─── Kutipan Dokumen

Penyebaran Covid-19 di lingkungan keluarga yang sudah mulai muncul di Kalimantan Timur perlu diwaspadai. Mekanisme penempatan tempat isolasi juga harus dievaluasi.
Oleh
SUCIPTO
·3 menit baca
BALIKPAPAN, KOMPAS — Penyebaran Covid-19 di lingkungan keluarga yang mulai muncul di Kalimantan Timur harus diwaspadai. Kedisiplinan warga menerapkan protokol kesehatan dan penempatan orang tanpa gejala saat isolasi mandiri ikut menentukannya.
Kepala Dinas Kesehatan Kaltim Padilah Mante Runa mengatakan, ada 100 kluster keluarga di Kaltim. Kluster keluarga terbanyak terdapat di Samarinda, dengan 55 kluster, diikuti Kota Bontang (24), dan Balikpapan (21).
”Kepatuhan masyarakat menaati protokol kesehatan perlu ditingkatkan untuk menekan kluster keluarga baru. Perlu juga dipastikan kelayakan rumah bagi pasien untuk menjalankan isolasi mandiri,” ujar Padilah ketika dihubungi, Kamis (10/9/2020).
Padilah mengatakan, tidak semua pasien terkonfirmasi Covid-19 yang tanpa gejala bisa dikarantina mandiri di rumah. Sebab, ada rumah-rumah warga yang padat penghuni sehingga tidak memungkinkan jika pasien harus isolasi mandiri di rumah.
Berdasarkan rapat koordinasi penanganan Covid-19 Pemprov Kaltim pada Senin (7/9/2020), Padilah menemukan kelemahan dalam menyurvei rumah pasien tanpa gejala. Di Samarinda, pihak kecamatan dilibatkan dalam pelacakan kontak erat. Namun, puskesmas belum dilibatkan di beberapa tempat. Padahal, petugas puskesmas bisa menentukan di mana pasien Covid-19 tanpa gejala bisa melakukan isolasi mandiri.

──────
─── Data Mentah

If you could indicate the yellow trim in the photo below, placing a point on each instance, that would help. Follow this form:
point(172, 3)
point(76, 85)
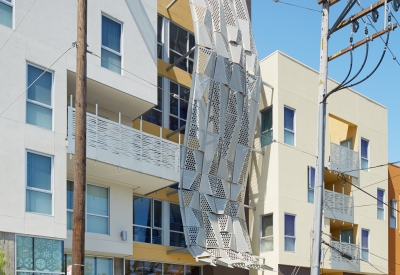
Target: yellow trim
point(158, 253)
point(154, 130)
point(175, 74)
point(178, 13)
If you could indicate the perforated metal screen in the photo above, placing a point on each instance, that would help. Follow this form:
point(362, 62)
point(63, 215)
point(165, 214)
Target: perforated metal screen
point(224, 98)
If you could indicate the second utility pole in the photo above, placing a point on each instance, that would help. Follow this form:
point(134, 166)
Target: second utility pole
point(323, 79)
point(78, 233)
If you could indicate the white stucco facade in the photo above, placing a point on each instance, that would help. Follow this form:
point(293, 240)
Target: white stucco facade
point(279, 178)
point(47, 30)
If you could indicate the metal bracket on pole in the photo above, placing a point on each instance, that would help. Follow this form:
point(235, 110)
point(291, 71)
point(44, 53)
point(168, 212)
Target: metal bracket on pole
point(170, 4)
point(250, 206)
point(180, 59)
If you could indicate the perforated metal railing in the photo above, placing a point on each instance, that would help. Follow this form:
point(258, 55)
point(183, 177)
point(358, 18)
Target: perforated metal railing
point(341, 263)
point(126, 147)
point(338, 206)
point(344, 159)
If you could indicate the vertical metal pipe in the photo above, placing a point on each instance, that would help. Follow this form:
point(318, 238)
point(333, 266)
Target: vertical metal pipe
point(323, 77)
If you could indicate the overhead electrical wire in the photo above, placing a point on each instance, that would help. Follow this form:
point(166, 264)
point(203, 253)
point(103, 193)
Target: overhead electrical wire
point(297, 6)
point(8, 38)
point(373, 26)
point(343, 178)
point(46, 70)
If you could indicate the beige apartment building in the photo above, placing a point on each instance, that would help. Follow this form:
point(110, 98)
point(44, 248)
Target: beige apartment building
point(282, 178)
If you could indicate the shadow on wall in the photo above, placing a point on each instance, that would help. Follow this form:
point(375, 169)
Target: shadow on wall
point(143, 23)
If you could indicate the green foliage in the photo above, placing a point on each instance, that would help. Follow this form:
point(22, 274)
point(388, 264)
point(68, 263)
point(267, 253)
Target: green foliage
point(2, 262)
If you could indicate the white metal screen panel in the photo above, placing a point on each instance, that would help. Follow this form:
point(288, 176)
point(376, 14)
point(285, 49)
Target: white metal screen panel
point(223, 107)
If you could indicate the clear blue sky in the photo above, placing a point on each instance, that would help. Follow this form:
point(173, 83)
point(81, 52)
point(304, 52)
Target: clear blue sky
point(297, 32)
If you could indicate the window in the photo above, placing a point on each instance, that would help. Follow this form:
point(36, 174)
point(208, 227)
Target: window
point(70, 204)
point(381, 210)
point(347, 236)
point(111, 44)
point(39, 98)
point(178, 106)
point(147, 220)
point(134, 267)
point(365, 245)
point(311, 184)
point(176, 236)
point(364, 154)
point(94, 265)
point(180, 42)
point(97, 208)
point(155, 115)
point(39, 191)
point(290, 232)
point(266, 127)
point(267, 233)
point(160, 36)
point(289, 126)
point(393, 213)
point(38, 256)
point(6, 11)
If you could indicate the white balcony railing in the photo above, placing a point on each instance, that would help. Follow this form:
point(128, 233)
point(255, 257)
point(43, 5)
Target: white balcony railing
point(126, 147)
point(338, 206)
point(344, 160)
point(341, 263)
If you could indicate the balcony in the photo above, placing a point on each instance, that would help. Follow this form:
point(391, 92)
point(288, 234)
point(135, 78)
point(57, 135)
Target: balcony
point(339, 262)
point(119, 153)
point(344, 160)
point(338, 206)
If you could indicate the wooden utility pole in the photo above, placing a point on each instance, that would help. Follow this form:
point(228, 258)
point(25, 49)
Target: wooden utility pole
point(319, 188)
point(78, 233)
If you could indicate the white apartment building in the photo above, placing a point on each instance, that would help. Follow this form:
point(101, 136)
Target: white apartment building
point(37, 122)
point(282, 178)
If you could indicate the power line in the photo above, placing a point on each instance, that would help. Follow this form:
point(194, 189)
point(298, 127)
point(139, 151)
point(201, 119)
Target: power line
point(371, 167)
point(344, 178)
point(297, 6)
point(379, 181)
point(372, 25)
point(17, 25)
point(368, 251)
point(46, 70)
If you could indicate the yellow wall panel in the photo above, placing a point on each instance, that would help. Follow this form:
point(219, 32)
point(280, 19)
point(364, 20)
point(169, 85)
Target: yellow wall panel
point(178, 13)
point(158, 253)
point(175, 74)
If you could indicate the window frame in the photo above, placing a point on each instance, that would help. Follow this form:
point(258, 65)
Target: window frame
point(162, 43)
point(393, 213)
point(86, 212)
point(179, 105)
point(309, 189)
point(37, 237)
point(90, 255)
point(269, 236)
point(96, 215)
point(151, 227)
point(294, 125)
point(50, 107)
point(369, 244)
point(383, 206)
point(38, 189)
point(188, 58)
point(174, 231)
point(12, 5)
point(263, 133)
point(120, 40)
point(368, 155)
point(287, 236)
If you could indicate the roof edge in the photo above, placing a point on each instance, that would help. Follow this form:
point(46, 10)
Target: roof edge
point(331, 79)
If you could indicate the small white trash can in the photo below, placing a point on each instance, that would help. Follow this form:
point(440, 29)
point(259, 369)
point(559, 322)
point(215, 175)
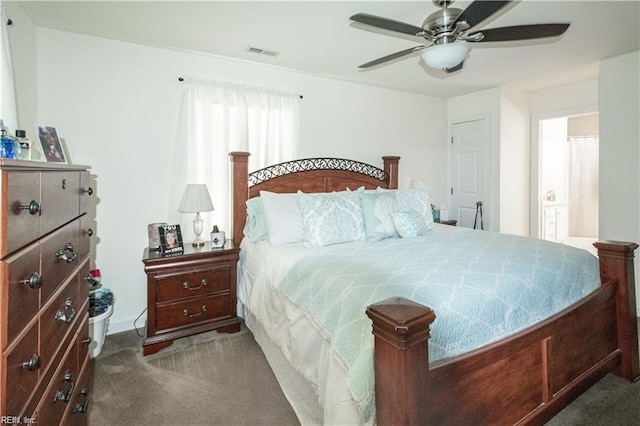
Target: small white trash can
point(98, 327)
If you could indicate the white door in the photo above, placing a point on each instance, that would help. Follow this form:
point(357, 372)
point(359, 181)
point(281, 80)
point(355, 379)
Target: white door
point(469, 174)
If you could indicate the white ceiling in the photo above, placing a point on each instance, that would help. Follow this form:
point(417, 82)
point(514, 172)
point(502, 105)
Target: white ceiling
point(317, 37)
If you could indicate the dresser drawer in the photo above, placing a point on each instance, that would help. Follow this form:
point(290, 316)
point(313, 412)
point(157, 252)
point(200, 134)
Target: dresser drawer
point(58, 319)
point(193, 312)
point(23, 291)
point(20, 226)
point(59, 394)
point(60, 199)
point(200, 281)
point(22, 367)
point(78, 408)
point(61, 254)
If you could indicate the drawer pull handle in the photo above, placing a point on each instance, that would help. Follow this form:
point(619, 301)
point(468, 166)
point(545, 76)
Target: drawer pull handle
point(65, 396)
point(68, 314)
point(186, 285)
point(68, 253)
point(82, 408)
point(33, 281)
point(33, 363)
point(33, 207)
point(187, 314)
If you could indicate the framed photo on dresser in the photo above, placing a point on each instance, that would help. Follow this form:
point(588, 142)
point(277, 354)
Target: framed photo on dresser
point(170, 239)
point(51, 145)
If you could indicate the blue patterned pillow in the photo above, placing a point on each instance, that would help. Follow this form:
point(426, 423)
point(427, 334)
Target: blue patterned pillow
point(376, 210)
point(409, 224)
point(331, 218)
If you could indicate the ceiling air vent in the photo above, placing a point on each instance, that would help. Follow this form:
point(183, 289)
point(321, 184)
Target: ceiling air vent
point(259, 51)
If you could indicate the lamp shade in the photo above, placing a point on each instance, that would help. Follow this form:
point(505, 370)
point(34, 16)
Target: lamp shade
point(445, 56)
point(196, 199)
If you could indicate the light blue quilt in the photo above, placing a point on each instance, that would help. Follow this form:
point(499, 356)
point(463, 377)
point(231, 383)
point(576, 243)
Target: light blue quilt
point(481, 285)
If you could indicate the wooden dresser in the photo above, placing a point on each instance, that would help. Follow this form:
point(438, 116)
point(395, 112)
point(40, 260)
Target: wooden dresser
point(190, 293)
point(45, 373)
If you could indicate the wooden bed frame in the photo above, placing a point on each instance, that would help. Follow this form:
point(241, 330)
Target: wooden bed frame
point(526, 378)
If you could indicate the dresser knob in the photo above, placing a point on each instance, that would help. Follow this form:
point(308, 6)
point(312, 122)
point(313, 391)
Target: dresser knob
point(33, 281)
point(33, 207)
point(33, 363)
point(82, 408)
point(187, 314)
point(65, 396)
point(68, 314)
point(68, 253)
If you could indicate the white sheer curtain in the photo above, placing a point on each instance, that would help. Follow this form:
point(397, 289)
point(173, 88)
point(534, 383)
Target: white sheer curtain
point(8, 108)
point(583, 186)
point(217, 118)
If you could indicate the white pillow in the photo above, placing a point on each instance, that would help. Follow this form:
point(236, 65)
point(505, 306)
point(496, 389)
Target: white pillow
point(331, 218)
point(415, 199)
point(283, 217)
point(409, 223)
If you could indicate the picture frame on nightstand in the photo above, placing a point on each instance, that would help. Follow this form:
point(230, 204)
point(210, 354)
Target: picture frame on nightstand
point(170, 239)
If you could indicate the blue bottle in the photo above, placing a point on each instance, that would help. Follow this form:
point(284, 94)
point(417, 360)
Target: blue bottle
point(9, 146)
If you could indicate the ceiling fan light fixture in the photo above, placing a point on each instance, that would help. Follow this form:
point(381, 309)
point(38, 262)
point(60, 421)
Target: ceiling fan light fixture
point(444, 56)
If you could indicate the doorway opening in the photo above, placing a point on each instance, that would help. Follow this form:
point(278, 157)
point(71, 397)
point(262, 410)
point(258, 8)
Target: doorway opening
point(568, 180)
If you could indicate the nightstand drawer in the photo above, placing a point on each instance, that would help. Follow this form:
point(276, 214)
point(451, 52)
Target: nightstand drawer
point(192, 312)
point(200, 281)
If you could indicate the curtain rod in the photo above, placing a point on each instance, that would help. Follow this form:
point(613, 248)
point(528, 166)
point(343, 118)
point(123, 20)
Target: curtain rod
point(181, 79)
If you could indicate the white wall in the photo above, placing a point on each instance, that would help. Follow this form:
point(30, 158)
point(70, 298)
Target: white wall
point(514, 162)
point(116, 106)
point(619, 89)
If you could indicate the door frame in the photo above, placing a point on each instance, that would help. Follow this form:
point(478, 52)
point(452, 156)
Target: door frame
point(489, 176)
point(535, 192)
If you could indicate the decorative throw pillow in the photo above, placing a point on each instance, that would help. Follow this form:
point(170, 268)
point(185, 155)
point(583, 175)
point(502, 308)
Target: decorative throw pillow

──────

Tugas dan Latihan:
(a) Jawablah pertanyaan berikut berdasarkan teks tentang kluster keluarga Covid-19 di Kalimantan Timur.
(i) Berapa jumlah kluster keluarga di Kaltim menurut Kepala Dinas Kesehatan Kaltim?
(ii) Kota mana yang memiliki kluster keluarga terbanyak, dan berapa jumlahnya?
(iii) Di Samarinda, pihak mana yang dilibatkan dalam pelacakan kontak erat?
(b) Teruskan teks tentang kluster keluarga Covid-19 di Kalimantan Timur, dimulai setelah kalimat terakhirnya.

Jawaban yang Diharapkan:
(a)
(i) Ada 100 kluster keluarga di Kaltim.
(ii) Samarinda, dengan 55 kluster.
(iii) Pihak kecamatan.

(b)
”Perlu dilihat, apakah rumah si pasien layak untuk isolasi mandiri. Jika rumahnya dihuni banyak orang, pasien itu perlu dikarantina di tempat yang sudah disediakan pemerintah,” kata Padilah.
Padilah mengatakan, jika karantina mandiri tidak dipetakan dan dijalankan dengan baik, kluster keluarga akan meluas dan membentuk kluster-kluster baru. Hal ini ditakutkan akan menambah jumlah pasien dengan gejala sedang hingga berat yang butuh perawatan di rumah sakit.
Jika itu terjadi, rumah sakit dikhawatirkan kerepotan menampung pasien. Di Balikpapan, misalnya, dari 306 tempat tidur untuk pasien Covid-19 di rumah sakit, saat ini sudah terisi 268 unit. Artinya, tempat tidur untuk menampung pasien Covid-19 dengan gejala sedang hingga berat hanya tersisa 38 tempat tidur.
Pembatasan kegiatan
Total kasus positif Covid-19 di Kaltim 5.446. Rinciannya, 1.971 pasien dirawat, 3.245 sembuh, dan 230 meninggal dunia. Angka itu jauh meningkat sejak Juli.
Hal tersebut membuat angka incidence rate (rata-rata jumlah kasus baru) Kaltim saat ini 146. Artinya, 146 orang dari 100.000 penduduk Kaltim sudah terjangkit Covid-19. Angka itu meningkat dibandingkan Agustus 2020, sebesar 85.
Untuk menekan penambahan kasus dan mengurangi mobilitas warga, Pemkot Samarinda dan Pemkot Balikpapan sudah membatasi kegiatan warga. Tempat usaha, seperti kafe, restoran, dan mal, dibatasi waktu operasionalnya hingga pukul 21.00 Wita hingga 22.00 Wita saja. Sanksi administratif disiapkan bagi yang melanggar.
”Pendisiplinan warga akan terus dilakukan sambil mempercepat pelacakan kasus di Balikpapan,” kata Wali Kota Balikpapan Rizal Effendi.
Sebelumnya, pengajar Fakultas Kesehatan Masyarakat Universitas Mulawarman, Ike Anggraeni, mengatakan, pelacakan kasus yang cepat adalah kunci untuk memutus rantai penularan. Semakin cepat pelacakan, semakin cepat orang yang terjangkit Covid-19 diisolasi.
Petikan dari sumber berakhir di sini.